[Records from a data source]
------------------------------------------------------------------------

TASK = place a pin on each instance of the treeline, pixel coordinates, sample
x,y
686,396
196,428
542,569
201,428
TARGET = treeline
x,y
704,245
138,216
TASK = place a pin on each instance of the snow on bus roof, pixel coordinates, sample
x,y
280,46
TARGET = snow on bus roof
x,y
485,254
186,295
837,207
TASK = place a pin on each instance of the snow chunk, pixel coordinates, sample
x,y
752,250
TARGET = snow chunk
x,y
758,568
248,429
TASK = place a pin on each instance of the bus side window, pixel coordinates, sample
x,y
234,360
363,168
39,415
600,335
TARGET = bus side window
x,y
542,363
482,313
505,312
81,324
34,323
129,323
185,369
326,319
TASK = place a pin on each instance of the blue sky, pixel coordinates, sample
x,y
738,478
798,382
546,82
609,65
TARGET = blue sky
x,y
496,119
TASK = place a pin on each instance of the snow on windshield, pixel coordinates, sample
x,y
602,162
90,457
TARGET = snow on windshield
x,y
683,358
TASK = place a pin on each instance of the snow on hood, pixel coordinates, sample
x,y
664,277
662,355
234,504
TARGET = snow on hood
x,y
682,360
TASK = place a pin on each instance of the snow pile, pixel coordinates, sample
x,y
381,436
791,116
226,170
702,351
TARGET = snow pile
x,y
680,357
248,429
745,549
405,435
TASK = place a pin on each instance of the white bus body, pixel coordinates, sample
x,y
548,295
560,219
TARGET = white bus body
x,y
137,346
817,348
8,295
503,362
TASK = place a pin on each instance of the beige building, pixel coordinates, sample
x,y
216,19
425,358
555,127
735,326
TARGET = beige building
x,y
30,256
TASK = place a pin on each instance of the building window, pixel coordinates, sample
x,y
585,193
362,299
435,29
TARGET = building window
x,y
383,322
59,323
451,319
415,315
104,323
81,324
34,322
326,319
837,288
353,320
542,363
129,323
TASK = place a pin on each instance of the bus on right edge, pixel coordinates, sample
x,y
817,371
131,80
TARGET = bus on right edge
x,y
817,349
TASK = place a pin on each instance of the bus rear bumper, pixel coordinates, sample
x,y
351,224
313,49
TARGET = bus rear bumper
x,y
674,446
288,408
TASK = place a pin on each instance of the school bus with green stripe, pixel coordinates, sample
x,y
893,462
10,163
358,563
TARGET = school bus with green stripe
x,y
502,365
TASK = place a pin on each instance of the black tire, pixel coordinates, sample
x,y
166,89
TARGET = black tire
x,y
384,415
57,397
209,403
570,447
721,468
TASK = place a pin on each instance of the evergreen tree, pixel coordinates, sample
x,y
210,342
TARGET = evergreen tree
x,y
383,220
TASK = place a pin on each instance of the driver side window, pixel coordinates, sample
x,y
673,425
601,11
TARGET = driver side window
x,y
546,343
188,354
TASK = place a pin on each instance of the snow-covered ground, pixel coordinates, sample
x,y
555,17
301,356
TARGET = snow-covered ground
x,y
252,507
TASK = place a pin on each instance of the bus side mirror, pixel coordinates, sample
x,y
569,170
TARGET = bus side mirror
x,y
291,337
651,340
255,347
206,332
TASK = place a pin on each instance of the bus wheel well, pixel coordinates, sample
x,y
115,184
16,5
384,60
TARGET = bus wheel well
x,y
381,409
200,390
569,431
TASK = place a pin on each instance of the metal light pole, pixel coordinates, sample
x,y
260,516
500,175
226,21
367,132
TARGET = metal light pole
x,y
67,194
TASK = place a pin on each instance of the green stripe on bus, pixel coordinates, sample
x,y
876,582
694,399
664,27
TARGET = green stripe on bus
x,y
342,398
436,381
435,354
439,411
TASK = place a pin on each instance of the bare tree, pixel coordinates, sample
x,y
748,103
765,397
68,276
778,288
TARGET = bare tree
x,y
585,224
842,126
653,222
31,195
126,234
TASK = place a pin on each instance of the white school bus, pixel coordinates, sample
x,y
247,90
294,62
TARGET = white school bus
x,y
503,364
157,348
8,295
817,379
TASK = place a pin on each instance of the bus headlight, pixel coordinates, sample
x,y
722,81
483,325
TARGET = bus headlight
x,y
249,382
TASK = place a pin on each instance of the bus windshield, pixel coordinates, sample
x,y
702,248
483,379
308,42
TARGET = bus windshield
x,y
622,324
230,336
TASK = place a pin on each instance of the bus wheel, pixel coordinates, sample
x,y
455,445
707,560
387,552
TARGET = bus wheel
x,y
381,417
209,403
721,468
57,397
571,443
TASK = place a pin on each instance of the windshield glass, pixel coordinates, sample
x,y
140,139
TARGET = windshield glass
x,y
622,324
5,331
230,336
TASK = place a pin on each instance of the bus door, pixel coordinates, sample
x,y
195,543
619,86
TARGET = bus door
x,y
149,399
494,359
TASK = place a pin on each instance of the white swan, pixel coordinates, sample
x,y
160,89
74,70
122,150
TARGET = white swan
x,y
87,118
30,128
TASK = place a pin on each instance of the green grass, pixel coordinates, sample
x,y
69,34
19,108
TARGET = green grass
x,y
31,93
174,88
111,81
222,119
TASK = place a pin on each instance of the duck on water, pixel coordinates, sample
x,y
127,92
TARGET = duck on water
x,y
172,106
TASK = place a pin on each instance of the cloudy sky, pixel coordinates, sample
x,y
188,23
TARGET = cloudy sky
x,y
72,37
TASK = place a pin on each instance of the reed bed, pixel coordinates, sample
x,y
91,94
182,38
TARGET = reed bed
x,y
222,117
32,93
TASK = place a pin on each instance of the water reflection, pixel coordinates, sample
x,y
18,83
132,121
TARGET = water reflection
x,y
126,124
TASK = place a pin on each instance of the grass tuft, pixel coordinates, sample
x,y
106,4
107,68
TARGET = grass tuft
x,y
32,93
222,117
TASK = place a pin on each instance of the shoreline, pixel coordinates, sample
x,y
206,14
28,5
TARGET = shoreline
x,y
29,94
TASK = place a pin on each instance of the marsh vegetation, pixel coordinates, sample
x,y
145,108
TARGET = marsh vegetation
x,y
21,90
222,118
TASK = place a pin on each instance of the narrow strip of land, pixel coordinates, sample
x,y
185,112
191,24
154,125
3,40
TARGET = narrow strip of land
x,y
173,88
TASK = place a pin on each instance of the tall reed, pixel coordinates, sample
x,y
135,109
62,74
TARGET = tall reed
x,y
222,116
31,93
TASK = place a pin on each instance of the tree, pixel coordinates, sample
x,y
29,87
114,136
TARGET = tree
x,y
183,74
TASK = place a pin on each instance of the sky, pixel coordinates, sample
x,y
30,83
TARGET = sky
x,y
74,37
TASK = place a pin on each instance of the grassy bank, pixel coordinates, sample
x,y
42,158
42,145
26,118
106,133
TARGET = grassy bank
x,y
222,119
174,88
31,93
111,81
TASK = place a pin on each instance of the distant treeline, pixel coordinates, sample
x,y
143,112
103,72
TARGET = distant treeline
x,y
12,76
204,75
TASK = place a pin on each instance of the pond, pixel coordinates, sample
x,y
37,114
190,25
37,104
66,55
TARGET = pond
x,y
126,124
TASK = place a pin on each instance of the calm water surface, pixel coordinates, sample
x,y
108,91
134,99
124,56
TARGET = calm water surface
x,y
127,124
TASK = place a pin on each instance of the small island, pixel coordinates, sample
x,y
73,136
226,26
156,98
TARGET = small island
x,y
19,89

------------------------------------------------------------------------

Task prompt: Return the lines above, from the one containing "TASK = place a pin on each instance of the tall" to the end, exactly as they stand.

Full solution:
TASK = place a pin on each instance of the tall reed, pixel coordinates, sample
x,y
135,109
62,74
TARGET = tall reed
x,y
222,116
31,93
TASK = place a pin on each instance of the tree, pixel coordinates, sample
x,y
29,87
114,136
TARGET = tree
x,y
183,74
TASK = place a pin on each instance of the sky, pixel coordinates, sample
x,y
30,83
TARGET = sky
x,y
74,37
TASK = place a pin on each instance of the grassy bank, pixel coordinates, sample
x,y
42,158
42,145
26,118
106,133
TARGET = grassy bank
x,y
222,119
174,88
31,93
111,81
TASK = place a pin on each instance of the distant treeline, pixel coordinates, sample
x,y
143,112
103,72
TARGET = distant treeline
x,y
12,76
204,75
TASK = place a pin on each instance of the pond, pixel coordinates, sample
x,y
37,114
190,25
37,104
66,55
TARGET = pond
x,y
126,124
TASK = place a pin on each instance of the calm water surface, pixel coordinates, sample
x,y
108,91
134,99
124,56
TARGET = calm water surface
x,y
127,124
TASK = place a pin on each instance of the small island, pixel coordinates, sample
x,y
73,136
226,26
156,98
TARGET = small island
x,y
19,89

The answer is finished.